DATA TO USE:
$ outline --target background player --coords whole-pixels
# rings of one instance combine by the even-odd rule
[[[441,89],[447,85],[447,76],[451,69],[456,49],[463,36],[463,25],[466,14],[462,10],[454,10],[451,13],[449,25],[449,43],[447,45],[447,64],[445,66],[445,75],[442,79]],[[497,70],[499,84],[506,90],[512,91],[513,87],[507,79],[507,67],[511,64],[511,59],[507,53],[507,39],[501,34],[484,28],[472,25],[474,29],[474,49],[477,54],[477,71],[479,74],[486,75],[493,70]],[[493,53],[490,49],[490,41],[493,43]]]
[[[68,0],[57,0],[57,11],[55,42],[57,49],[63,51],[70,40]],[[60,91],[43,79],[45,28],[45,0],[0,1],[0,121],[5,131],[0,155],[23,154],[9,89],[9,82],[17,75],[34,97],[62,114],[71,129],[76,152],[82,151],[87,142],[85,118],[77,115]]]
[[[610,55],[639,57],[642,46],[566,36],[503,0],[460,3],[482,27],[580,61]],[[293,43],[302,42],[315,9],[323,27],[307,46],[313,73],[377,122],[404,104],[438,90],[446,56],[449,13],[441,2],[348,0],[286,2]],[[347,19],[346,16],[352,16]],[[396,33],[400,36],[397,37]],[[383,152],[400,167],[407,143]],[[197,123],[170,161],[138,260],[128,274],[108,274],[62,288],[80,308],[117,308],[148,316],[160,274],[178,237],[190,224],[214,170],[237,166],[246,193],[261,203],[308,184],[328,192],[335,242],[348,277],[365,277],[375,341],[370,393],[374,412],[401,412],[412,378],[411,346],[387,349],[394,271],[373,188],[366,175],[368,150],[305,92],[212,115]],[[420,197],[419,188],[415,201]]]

* * *

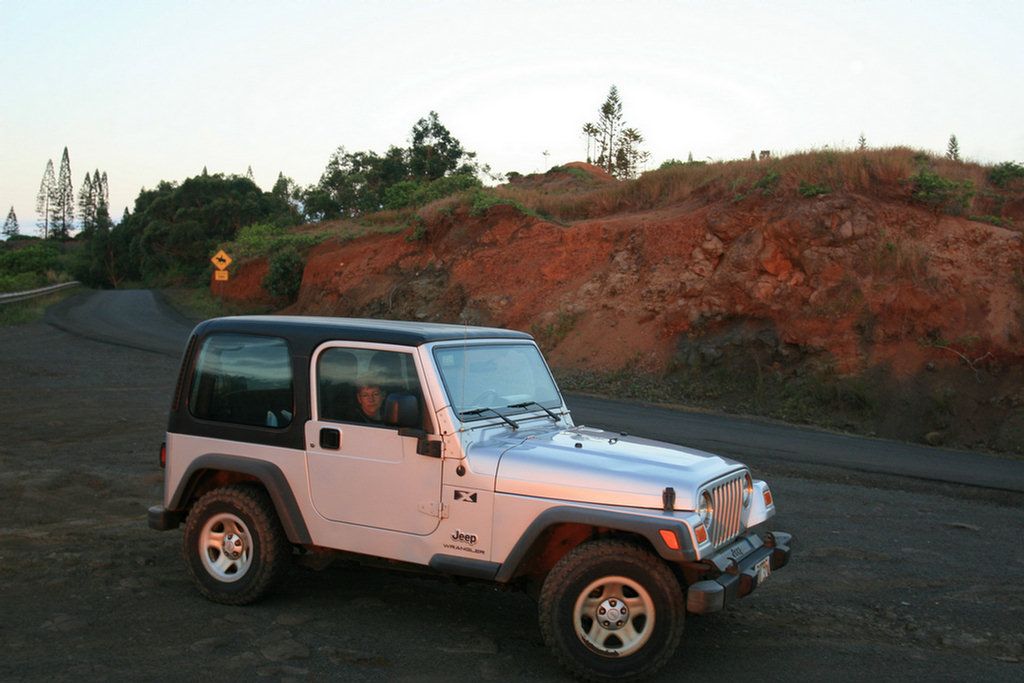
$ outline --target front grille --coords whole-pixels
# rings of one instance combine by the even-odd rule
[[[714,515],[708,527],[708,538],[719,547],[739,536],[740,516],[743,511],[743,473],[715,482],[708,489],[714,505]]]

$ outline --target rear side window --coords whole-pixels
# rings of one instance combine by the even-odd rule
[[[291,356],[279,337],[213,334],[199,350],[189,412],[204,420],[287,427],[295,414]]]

* * *

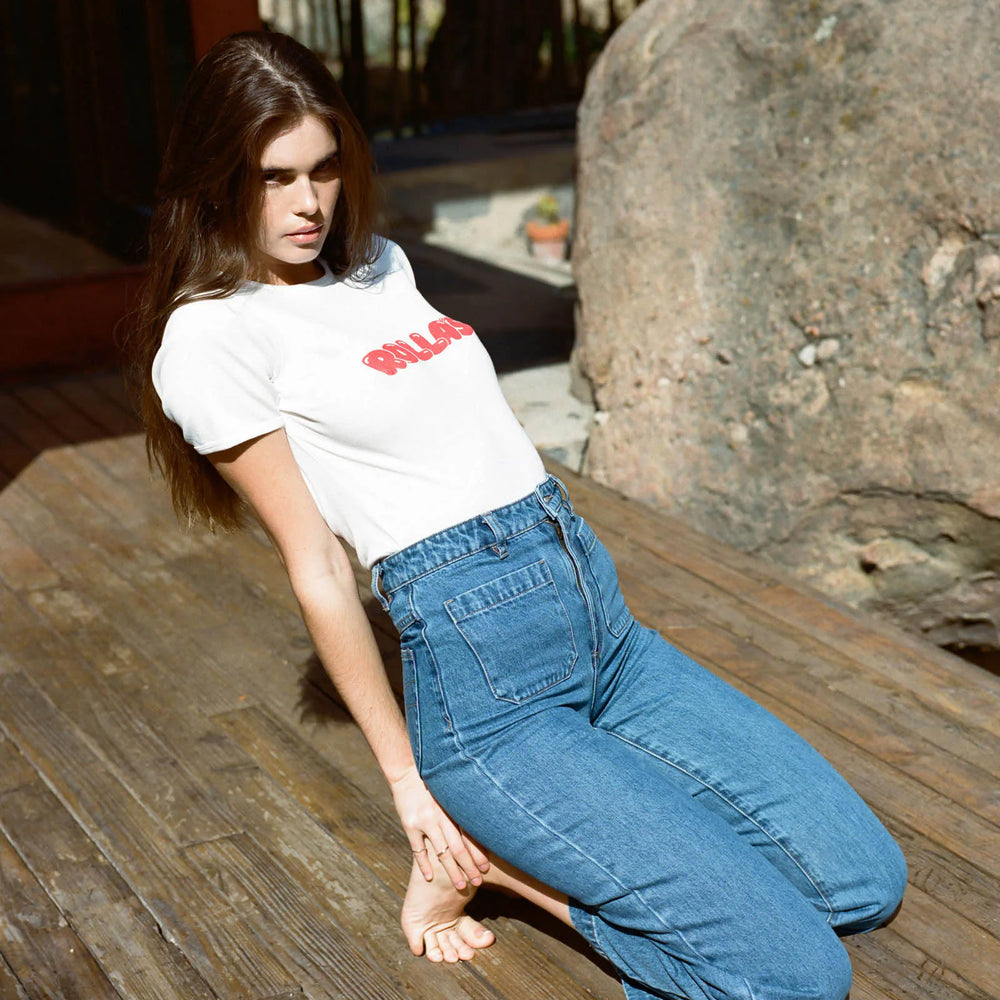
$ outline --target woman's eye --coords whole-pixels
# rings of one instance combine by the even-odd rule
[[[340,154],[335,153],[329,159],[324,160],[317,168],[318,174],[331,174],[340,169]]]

THE TASK: Read the listing line by line, and copy each line in which the word "pixels" is found.

WRITTEN SOLUTION:
$ outline --target background player --coords whole-pixels
$ outline --target front grille --coords whole-pixels
$ outline --target rear side window --coords whole-pixels
$ outline --target woman's eye --coords whole-pixels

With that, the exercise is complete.